# Reading passage:

'''

My long-passed grandfather's birthday is coming up, and for me it is a time to reminisce. The long walks we used to take. The long drives. The special trips he would make to pick me up so I could spend weekends with him, and the advice he used to give! Much was wasted because I was young when he died. If he were alive today and sharing his gems of wisdom, I'd be a better man.

Those gems were well and good, but the one I remember most, the jewel in the crown of grandfatherly advice, came when he paused, looked me in the eye and said,

"Don't marry a woman with big hands. It makes your pecker look smaller."

Brings a tear to your eye doesn't it?
Link Posted: 10/29/2004 8:54:15 PM EDT
Link Posted: 10/29/2004 9:55:36 PM EDT

Originally Posted By Hipster:

"Don't marry a woman with big hands. It makes your pecker look smaller."




+1

If your pecker is still bigger than her big hands, it means you're huge!!!!
Link Posted: 10/29/2004 10:07:17 PM EDT
Link Posted: 10/29/2004 10:48:57 PM EDT
Not from MY grandfather but from someones "In a 100 years and a good fire, no one will give a shit"
Link Posted: 10/29/2004 10:52:19 PM EDT
"A crowded hour of glory is worth a lifetime without a name."

'''

# Provided data:
'''

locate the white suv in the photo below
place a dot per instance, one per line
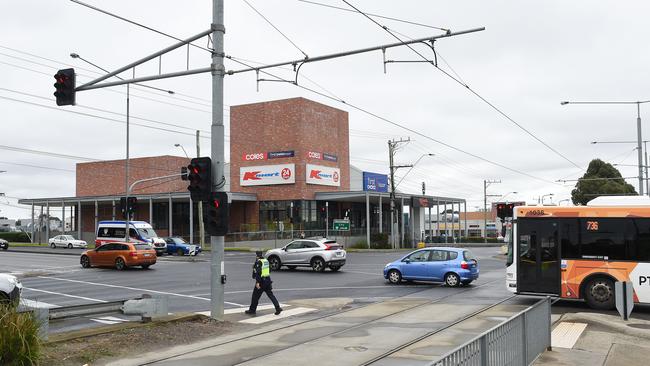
(315, 253)
(10, 288)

'''

# Exercises:
A. According to the forum thread, what is coming up that leads the first poster to reminisce?
B. Summarize the forum thread in two sentences.
C. Say whether each statement agrees with the forum thread, answering yes or no and quoting the words that decide it.
(i) The poster was young when the grandfather died.
(ii) The grandfather made trips to pick the poster up for weekends.
(iii) The saying about a hundred years and a good fire came from the reply writer's own grandfather.

# Answers below:
A. The poster's long-passed grandfather's birthday is coming up.

B. A poster recalls a late grandfather's walks, drives, weekend trips and advice, noting that much of it was wasted because the poster was young when he died. The advice remembered most is a joke about not marrying a woman with big hands, and the replies add a "+1" quip and other sayings.

C.
(i) Yes: "Much was wasted because I was young when he died."
(ii) Yes: "The special trips he would make to pick me up so I could spend weekends with him"
(iii) No: "Not from MY grandfather"